● **Requirement**
In the records below, swap every "disc" for "circle" and write the lines out again with nothing else changed, leaving out the pictures.
★ ★ ★ ★
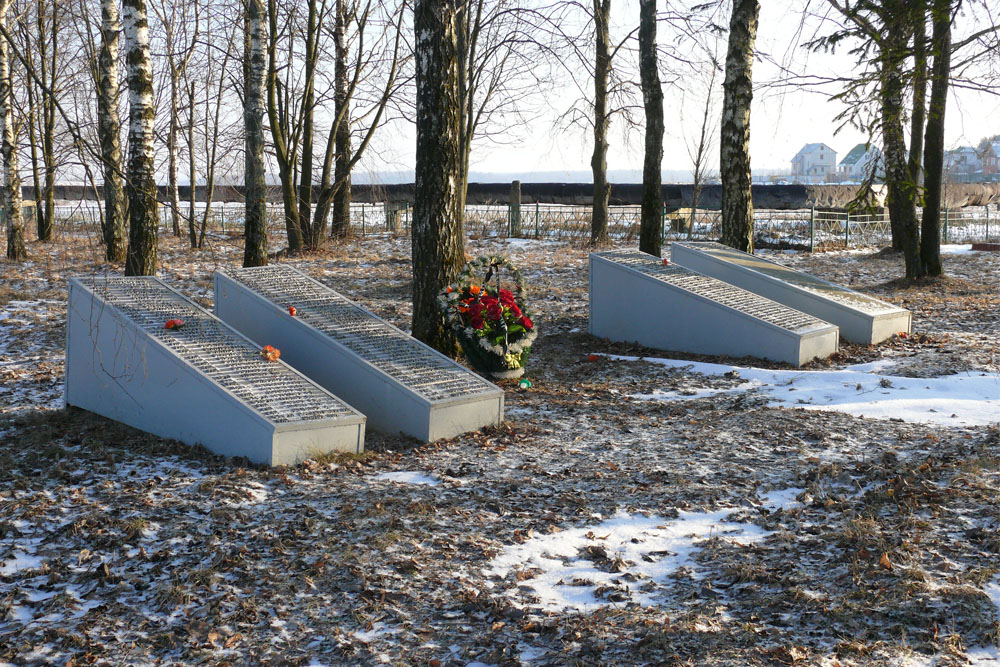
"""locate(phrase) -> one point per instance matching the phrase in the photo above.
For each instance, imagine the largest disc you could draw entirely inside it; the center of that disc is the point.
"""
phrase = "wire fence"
(806, 229)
★ ★ ★ ★
● **Output of the task**
"""locate(phrase) -> one point per instance matching the phrase in the photo above.
For each instance, imagine the largest circle you could draw entirely inside it; the center of that circle is the point.
"""
phrase = "wire fence"
(806, 229)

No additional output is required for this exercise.